TEXT SHOWN:

Personal information
- Nationality: British (English)
- Born: 28 November 1958 (age 67) Paddington, London, England
- Height: 1.85 m (6 ft 1 in)
- Weight: 81 kg (179 lb)

Sport
- Sport: Track and field
- Events: Sprinting, hurdling
- Club: Southampton & Eastleigh A.A.C./Team Solent

Medal record
Men's athletics
Representing Great Britain
Olympic Games
| Silver medal – second place | 1984 Los Angeles | 4 × 400 m relay |
| Bronze medal – third place | 1992 Barcelona | 400 m hurdles |
| Bronze medal – third place | 1992 Barcelona | 4 × 400 m relay |
World Championships
| Gold medal – first place | 1991 Tokyo | 4 × 400 m relay |
| Silver medal – second place | 1987 Rome | 4 × 400 m relay |
| Bronze medal – third place | 1991 Tokyo | 400 m hurdles |
European Championships
| Gold medal – first place | 1986 Stuttgart | 4 × 400 m relay |
| Gold medal – first place | 1990 Split | 400 m hurdles |
| Gold medal – first place | 1990 Split | 4 × 400 m relay |
Representing England
Commonwealth Games
| Gold medal – first place | 1990 Auckland | 400 m hurdles |

= Kriss Akabusi =

British athlete (born 1958)

Kezie Uchechukwu Duru Akabusi, MBE (; born 28 November 1958), known as Kriss Akabusi, is a British broadcaster and former sprint and hurdling track and field athlete.

His first international successes were with the British 4 × 400 metres relay team, winning a silver medal at the 1984 Summer Olympics, golds at the 1986 Commonwealth Games and 1986 European Athletics Championships, and another silver at the 1987 World Championships in Athletics. He progressed individually in 400 metres hurdles from the late 1980s onwards, taking bronze at the 1989 IAAF World Cup. His time of 47.93 seconds to win the 1990 European Athletics Championships was a British record, and he also won gold at the 1990 Commonwealth Games.

He reached the peak of his career over the next two years, winning a hurdles bronze medal at the 1991 World Championships and anchoring the British team to a narrow victory over the American team in 2:57.53 minutes – a British record for the 4 × 400 m relay. He followed this with a British 400 m hurdles record of 47.82 seconds to take the bronze medal at the 1992 Barcelona Olympics, where he also won bronze with the 4 × 400 m relay team. Since retiring from athletics, he has worked as a television presenter and motivational speaker.

DATASET:
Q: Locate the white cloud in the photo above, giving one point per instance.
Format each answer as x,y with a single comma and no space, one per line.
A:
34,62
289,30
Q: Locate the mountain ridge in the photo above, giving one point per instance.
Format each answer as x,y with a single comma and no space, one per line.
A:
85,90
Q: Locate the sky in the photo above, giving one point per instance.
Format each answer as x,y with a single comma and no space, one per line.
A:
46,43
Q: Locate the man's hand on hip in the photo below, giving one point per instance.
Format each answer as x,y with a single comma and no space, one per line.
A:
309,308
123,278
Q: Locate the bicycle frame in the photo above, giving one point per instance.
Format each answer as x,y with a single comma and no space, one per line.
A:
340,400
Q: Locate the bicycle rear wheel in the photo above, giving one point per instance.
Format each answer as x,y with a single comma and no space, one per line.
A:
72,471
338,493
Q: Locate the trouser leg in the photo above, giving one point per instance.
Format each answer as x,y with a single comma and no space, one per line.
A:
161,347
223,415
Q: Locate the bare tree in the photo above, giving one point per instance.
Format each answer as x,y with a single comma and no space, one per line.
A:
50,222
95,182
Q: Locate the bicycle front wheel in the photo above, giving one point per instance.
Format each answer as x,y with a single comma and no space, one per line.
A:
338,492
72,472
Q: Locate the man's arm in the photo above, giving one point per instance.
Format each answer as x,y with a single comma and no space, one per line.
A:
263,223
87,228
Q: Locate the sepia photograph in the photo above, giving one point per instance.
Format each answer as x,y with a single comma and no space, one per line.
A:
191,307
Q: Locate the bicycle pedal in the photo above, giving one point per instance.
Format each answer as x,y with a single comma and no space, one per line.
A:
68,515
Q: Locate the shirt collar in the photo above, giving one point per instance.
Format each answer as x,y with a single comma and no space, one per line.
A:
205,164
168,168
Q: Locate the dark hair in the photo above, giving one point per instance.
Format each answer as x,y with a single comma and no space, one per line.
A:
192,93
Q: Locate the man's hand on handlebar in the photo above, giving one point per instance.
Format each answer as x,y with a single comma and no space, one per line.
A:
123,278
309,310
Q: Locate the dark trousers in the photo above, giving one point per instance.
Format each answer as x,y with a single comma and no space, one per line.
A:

ACTIVITY LIST:
(A) Repeat the Kriss Akabusi text word for word from "His first international" to "1990 Commonwealth Games.".
(B) Go on with the Kriss Akabusi text from its last sentence.

RESULTS IN ORDER:
(A)
His first international successes were with the British 4 × 400 metres relay team, winning a silver medal at the 1984 Summer Olympics, golds at the 1986 Commonwealth Games and 1986 European Athletics Championships, and another silver at the 1987 World Championships in Athletics. He progressed individually in 400 metres hurdles from the late 1980s onwards, taking bronze at the 1989 IAAF World Cup. His time of 47.93 seconds to win the 1990 European Athletics Championships was a British record, and he also won gold at the 1990 Commonwealth Games.

(B)
==Early life==
Born in Paddington to Nigerian parents who were studying in London, Akabusi would later be brought up in foster care with his brother Riba, after their parents returned to their country when he was four. Due to the outbreak of the Nigerian Civil War in 1967, Akabusi was unable to stay in contact with his parents, although he would later be reunited with his mother in his teens. She was determined that her son should settle in Nigeria, but while Akabusi was keen to make up for lost time with the rest of his family, he remained in the United Kingdom, eventually visiting the African nation when he was twenty-one. He attended Edmonton County School.

It was during this time that Akabusi, who is of Igbo heritage, changed his first name from 'Kezie' to 'Kriss'. He told an interviewer in 2002: "I decided to make a new start and part of that new start was to have a new name. I spelt my name with a 'K' because I didn't want to change my initials and I want to have some connections with my past. Kezie Akabusi was the connection to my past, but Kriss Akabusi is a connection with my future."

== Military career ==
Akabusi joined the British Army in 1975, having a career in the Royal Corps of Signals before switching to the Army Physical Training Corps (as it was then called) in 1981. In 1990, when he was discharged into the reserves at the end of his army career he held the rank of Warrant Officer Class 2. It was during his tenure in the military that his potential in sports was discovered.

== Athletics career ==
In 1983, Akabusi embarked upon an athletics career, initially specialising in the 400 metres. As a member of the British 4 × 400 m relay team, Akabusi won a silver medal at the 1984 Olympic Games in Los Angeles.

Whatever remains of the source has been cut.